### PASSAGE
--- START ---

The results of the cell separation and segmentation are presented in the third and fourth rows in Fig. 6. Some low-contrast parts of cytoplasm were missing or fragmented into tiny pieces. Incorporating the total variation in training was confirmed to encourage the formation of cell regions with connected pixels. Without the inclusion of the total variation, the mean DSC for the test images ranged between $74\% \pm 30\%$. Notably, the performance of the model was highly dependent on how the training data were split in the cross-validation. The total variation was found to stabilize the training, particularly in situations with limited data.

Comparison with RPCA

We compared our model with RPCA [4]. All 135 images in the ISBI 2014 dataset were reshaped into a single matrix $\textbf{D} \in \mathbb {R}^{135\times 262144}$. We employed the RPCA algorithm [10, 29] to minimize the objective function in Eq. (3) on the basis of the alternating directions method of multipliers (ADMM) [3, 9]. We implemented it using PyTorch [22] with double precision for fair comparison and numerical stability reasons. We have observed in preliminary experiments that the algorithm converges well within a thousand iterations. The optimal hyperparameter $\lambda $ was determined to be $\lambda \approx 1.1\times 10^{-3}$ using Optuna [1]. Optuna also found that the best binarization threshold was $4.8\times 10^{-2}$, significantly larger than that of our model.

The results of cell separation and segmentation by RPCA are presented in the last two rows of Fig. 6. RPCA failed to detect the cytoplasm of cells located around the center of the image and incorrectly detected background noise as foreground cells. Since most images in the ISBI 2014 dataset contained one or more cells in their center, portions of them were separated by RPCA into the low-rank backgrounds. The background noise was not of low rank; thus, it was identified as an outlier from plain background. Nonsparse cells, as in the third example, were almost detectable when RPCA was applied to the image of nonsparse cells along with sparse cell images. RPCA scored $71.9\%$ DSC for the test images, which was outperformed by our model thanks to the TV-sparse foreground feature learning with U-Net.

--- END ---

Text-to-region grounding data
--- START ---

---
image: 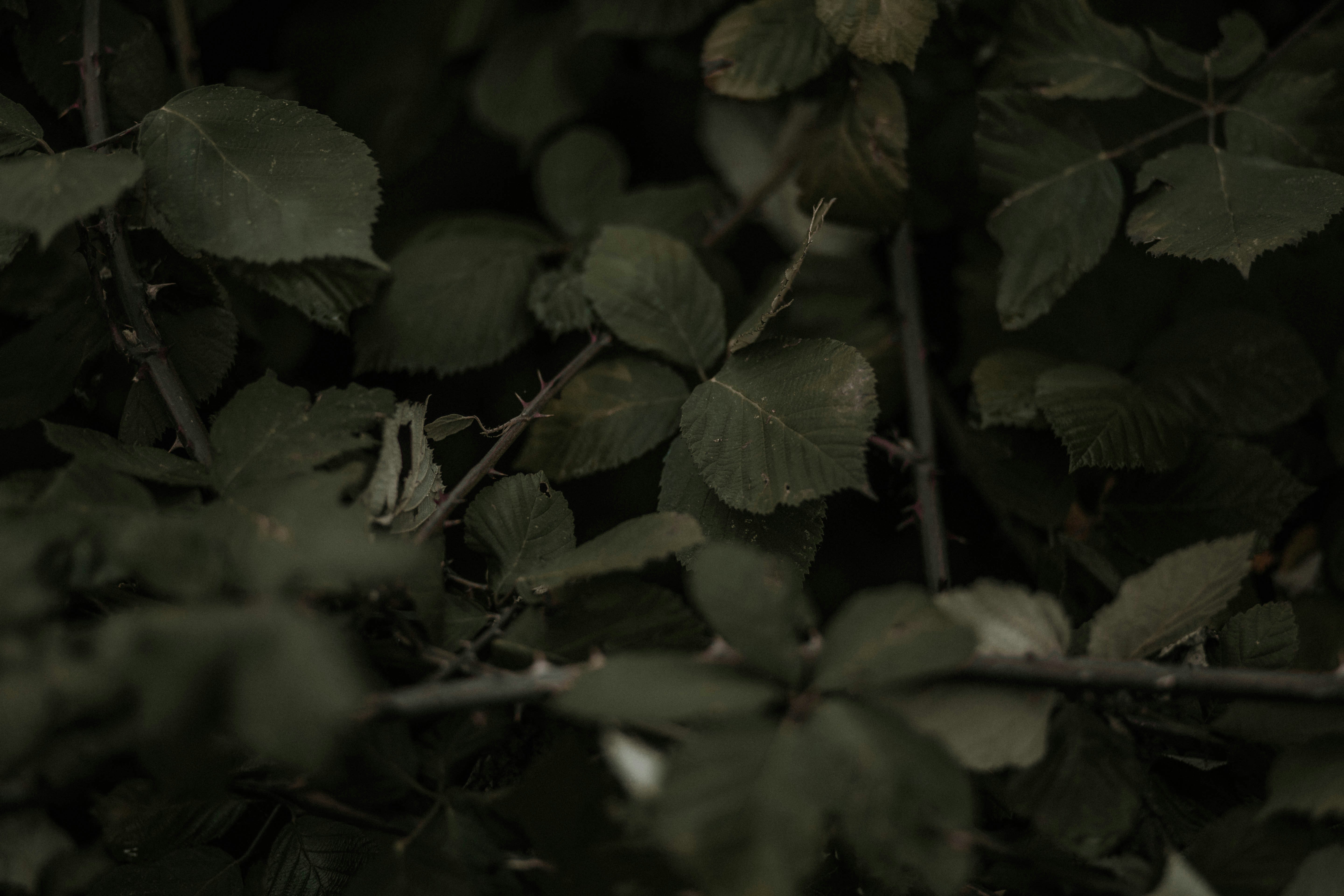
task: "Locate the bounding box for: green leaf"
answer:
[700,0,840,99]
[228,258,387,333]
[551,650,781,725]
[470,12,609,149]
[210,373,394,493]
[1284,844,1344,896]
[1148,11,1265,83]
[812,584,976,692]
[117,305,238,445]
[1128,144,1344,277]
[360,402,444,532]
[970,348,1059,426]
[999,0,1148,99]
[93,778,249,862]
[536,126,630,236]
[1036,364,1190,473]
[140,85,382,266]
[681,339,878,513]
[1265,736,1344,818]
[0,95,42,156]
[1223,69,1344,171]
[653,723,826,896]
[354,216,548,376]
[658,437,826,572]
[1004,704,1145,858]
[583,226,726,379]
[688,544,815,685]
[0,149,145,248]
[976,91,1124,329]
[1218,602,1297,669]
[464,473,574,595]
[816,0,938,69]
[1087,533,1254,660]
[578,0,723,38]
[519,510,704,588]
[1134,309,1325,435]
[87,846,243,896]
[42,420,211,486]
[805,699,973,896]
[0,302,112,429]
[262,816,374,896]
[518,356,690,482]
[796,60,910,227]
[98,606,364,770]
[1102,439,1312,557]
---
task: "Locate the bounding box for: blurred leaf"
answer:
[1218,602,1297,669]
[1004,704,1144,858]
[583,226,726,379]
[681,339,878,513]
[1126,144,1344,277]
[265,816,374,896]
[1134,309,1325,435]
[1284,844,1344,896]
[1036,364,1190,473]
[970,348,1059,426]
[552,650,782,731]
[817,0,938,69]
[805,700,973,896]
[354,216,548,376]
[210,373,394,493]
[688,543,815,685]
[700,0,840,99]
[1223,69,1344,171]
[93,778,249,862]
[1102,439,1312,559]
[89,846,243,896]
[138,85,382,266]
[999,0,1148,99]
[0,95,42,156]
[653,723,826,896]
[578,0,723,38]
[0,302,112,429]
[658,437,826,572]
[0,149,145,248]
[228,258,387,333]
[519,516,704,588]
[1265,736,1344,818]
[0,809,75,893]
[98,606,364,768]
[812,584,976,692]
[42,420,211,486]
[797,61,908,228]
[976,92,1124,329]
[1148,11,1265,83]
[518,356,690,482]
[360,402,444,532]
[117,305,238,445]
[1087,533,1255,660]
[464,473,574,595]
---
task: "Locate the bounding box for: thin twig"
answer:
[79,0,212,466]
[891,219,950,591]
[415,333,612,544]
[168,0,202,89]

--- END ---

### REQUIRED ACTION 1
Answer these questions using the cell segmentation passage above the items.
(a) How many images in the ISBI 2014 dataset were reshaped into a single matrix?
(b) Which tool was used to find the optimal hyperparameter λ?
(c) What DSC did RPCA score for the test images?
### REQUIRED ACTION 2
Reproduce the cell segmentation passage from "The results of cell" to "learning with U-Net.".
### REQUIRED ACTION 3
Carry on writing the cell segmentation passage beyond its last sentence.

### RESULT 1
(a) 135
(b) Optuna
(c) 71.9%

### RESULT 2
The results of cell separation and segmentation by RPCA are presented in the last two rows of Fig. 6. RPCA failed to detect the cytoplasm of cells located around the center of the image and incorrectly detected background noise as foreground cells. Since most images in the ISBI 2014 dataset contained one or more cells in their center, portions of them were separated by RPCA into the low-rank backgrounds. The background noise was not of low rank; thus, it was identified as an outlier from plain background. Nonsparse cells, as in the third example, were almost detectable when RPCA was applied to the image of nonsparse cells along with sparse cell images. RPCA scored $71.9\%$ DSC for the test images, which was outperformed by our model thanks to the TV-sparse foreground feature learning with U-Net.

### RESULT 3
Our model also outperformed RPCA in terms of computational efficiency. Our model can remove backgrounds from approximately 306 images per second at simple precision and 27 images per second at double precision using an A6000 GPU. Our model requires only one forward computation to process each test image, which is significantly faster compared to the iterative process involving singular value decomposition in RPCA until convergence. RPCA took $252\pm 2.3$ seconds to process 135 images, or approximately two seconds per image using the same GPU.

Discussion

Grad-CAMs after the background removal and the decrease in the classification accuracy indicated that the background of cytology images contained discriminative features. Figure 7 shows the 512-dimensional GAP feature vectors extracted from oral cytology images by the feature extractor of the VGG16 pre-trained model before fine-tuning. In our oral cytology image dataset, the image features of Pap classes IV and V are separated from those of normal Pap classes I and II. However, except for well-separated class V, the Pap classes of the original images without background removal are composed of multiple clusters (left of Fig. 7). We confirmed that these clusters were mainly due to differences in background color. For example, Pap class I was divided into two clusters of images with white and yellow backgrounds owing to deterioration. Classification based on features that form clusters due to such background bias is clearly inappropriate. Removing the background from the images allows the classifier to extract image features independent of the background bias, resulting in each class not being composed of multiple clusters as shown on the right side of Fig. 7. The normal Pap classes I and II overlap widely, while the abnormal classes distinctive cell features, IV and V in particular, tend to be separated from the normal classes.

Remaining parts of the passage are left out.